**Given problem:** Rewrite the records below, replacing every "bare tree" with "leafless tree" and leaving everything else unchanged.

**Records supplied:**
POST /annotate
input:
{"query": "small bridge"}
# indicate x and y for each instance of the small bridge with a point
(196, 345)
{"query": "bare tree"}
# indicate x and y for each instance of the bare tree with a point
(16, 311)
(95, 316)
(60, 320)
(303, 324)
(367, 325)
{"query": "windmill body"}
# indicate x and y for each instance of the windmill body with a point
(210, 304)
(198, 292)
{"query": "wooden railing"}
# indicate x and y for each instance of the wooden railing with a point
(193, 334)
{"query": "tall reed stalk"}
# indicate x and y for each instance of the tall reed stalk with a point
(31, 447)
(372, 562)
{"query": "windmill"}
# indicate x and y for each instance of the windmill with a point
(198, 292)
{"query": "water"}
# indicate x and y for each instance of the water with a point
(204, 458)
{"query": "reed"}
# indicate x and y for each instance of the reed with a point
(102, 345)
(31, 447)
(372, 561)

**Answer for this exercise:**
POST /annotate
input:
{"query": "small bridge"}
# indicate x and y for each instance of the small bridge with a point
(196, 345)
{"query": "leafless tree"}
# indicate x and y for each instance of the leafless tree with a point
(16, 311)
(95, 316)
(60, 320)
(303, 324)
(367, 325)
{"query": "windmill body"}
# indicate x and y for each instance of the windmill body with a point
(210, 304)
(198, 292)
{"query": "wooden railing"}
# indicate x and y for each instance of the wooden railing with a point
(193, 334)
{"query": "tall reed stalk"}
# indicate x and y for each instance of the tall reed stalk with a point
(31, 447)
(372, 562)
{"query": "windmill"}
# indicate x and y for each instance of the windmill with a point
(198, 292)
{"query": "water"}
# indicate x and y for each instance of the water with a point
(204, 458)
{"query": "reed"}
# indicate x and y for each instance of the reed with a point
(102, 345)
(31, 447)
(372, 561)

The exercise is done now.